> _What needs to be done_
Reproduce the listing word for word, leaving every picture behind.

> _Data for the task_
====================

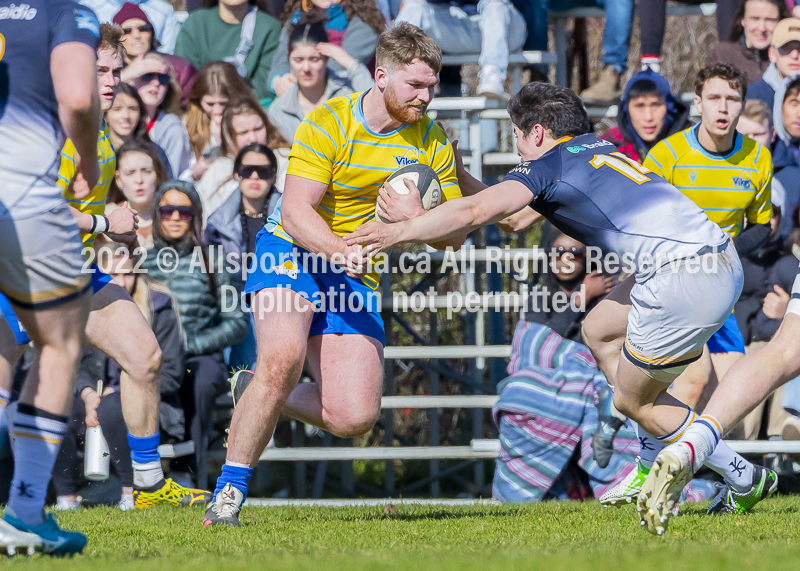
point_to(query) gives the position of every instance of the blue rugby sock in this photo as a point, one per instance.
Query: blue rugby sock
(146, 461)
(37, 438)
(235, 474)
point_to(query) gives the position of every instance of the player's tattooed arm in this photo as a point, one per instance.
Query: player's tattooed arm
(521, 220)
(300, 219)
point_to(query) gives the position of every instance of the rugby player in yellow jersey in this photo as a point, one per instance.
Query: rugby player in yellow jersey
(342, 154)
(115, 324)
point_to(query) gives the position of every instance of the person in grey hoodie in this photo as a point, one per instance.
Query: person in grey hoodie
(309, 52)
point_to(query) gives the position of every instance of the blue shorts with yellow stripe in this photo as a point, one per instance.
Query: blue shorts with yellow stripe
(342, 304)
(728, 338)
(99, 281)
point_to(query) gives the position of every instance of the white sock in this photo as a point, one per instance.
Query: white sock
(737, 471)
(703, 436)
(649, 446)
(147, 475)
(38, 435)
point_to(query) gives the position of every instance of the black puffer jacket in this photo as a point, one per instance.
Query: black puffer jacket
(95, 365)
(207, 328)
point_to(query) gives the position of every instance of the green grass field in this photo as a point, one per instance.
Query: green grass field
(551, 536)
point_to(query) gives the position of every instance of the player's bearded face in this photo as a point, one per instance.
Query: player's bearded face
(405, 111)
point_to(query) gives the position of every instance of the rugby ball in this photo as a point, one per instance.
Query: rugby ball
(424, 177)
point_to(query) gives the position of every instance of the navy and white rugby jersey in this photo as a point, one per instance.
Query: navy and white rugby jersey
(595, 194)
(31, 136)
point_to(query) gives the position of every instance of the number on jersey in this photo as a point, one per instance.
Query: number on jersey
(623, 165)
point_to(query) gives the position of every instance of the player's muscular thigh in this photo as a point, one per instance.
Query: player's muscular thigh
(349, 369)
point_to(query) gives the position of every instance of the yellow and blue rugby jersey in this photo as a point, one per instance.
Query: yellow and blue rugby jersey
(729, 188)
(333, 145)
(95, 203)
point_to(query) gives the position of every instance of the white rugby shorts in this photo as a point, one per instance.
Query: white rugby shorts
(675, 311)
(42, 260)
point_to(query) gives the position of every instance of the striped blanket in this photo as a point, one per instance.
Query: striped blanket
(546, 417)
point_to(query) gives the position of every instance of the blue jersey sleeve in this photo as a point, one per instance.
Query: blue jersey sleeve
(72, 22)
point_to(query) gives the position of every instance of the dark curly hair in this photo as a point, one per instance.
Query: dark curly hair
(555, 108)
(364, 9)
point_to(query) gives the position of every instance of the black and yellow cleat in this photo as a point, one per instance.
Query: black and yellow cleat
(171, 493)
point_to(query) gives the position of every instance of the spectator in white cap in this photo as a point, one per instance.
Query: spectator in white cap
(784, 53)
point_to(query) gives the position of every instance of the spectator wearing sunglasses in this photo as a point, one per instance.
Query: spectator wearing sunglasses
(161, 95)
(127, 120)
(139, 39)
(309, 52)
(243, 122)
(159, 13)
(567, 274)
(177, 224)
(236, 223)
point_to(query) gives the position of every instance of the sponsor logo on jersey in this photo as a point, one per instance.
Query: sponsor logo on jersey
(17, 12)
(410, 157)
(741, 182)
(289, 268)
(575, 149)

====================

> _Response to the exercise_
point_to(query) gives the position of every instance of the blue rugby sock in this photo as a point, one per instance.
Query: blue rugby sock
(146, 461)
(37, 438)
(235, 474)
point_to(query) gives the position of every instance of the player's tattooed arm in this photo as a point, one per instance.
Query: player's tattooed arm
(521, 220)
(300, 219)
point_to(query) gives the position of every instance of the rugby player in yellow jersey in this photo as a point, one per instance.
Query: rugby player in yellow jersey
(342, 154)
(115, 324)
point_to(query) gives the position of every instance of the person in grey hoodie in this photo as a point, one per instance.
Query: person in grey hoodie
(309, 52)
point_to(query) gives the position of every instance of the blue shorts with yellow stripe in this photo as a point, one per instance.
Query: blue shorts with yellow stripe
(342, 304)
(728, 338)
(99, 281)
point_to(query) gives the position of every instance of the white sock in this photo as a point, one per instance.
Query: white sock
(737, 471)
(703, 436)
(649, 446)
(147, 475)
(38, 435)
point_to(query) gives the position of every instance of the black puffer jacket in this photo as a point, one per instance.
Query: black puffer jacket
(95, 365)
(207, 328)
point_to(query) gives the position of every instance of the green grass field in this photo as a point, one per instance.
Query: green grass field
(551, 536)
point_to(query) gives the position of every instance of the player's bearded face in this photo as a point, one per instance.
Query: player's bearded face
(405, 111)
point_to(query) gives the position of every instance of the rugby ball in this photo as a point, one per instance.
Query: rugby ball
(424, 177)
point_to(query) gives the position of every instance of the navy and white rugby jersey in this photo as a point, one per instance.
Query: navy and white rugby jersey
(595, 194)
(31, 136)
point_to(query) gives the position of every instance of the number on jersey in this photo as a point, one per instance.
Query: number on jersey
(623, 165)
point_to(query) gives the position of every instance of the player's muscular thigh in this photo as a point, one per instance.
Query: player's muscular thigh
(349, 369)
point_to(query) gives the position of every instance of the yellow and blue rugby jersey in this photo as a point, one per instance.
Query: yellow and blue rugby jersey
(729, 188)
(333, 145)
(95, 203)
point_to(query) gives the position of every instance of the white rugby shorts in this photo as a point, one per instance.
Query: white rugby shorts
(675, 311)
(42, 260)
point_to(query) gives the position of every instance of the striped blanket in this photo as a point, one per instance.
Query: striped blanket
(546, 417)
point_to(query) gives the position of every instance of the blue jersey sleeve in this photo as a point, one per instance.
Query: blue jersey sleeve
(72, 22)
point_to(query) gives the position of every instance of the dark curly hair in this photo as a point, one per instance.
Query: dark curly hair
(555, 108)
(364, 9)
point_to(query) gives the position of every instance of the black and yellow cleat in this photo as a point, one per instance.
Query: black and yellow cleat
(171, 493)
point_to(query) gives the position of every instance of the spectator in white cap in this photo as a point, one per instance.
Query: spectator in white cap
(784, 53)
point_to(query) gives the position of every instance of the spectator wearing sunglasses in this photo as a point, one per instance.
Query: spectator wearing sunglasses
(161, 95)
(127, 120)
(139, 39)
(309, 52)
(243, 122)
(159, 13)
(567, 274)
(177, 224)
(236, 223)
point_to(query) gives the position of every instance of the sponsor logo on jersey in this photo as a point, one per instance.
Query: sponsor logo on jersey
(17, 12)
(410, 157)
(741, 182)
(289, 268)
(575, 149)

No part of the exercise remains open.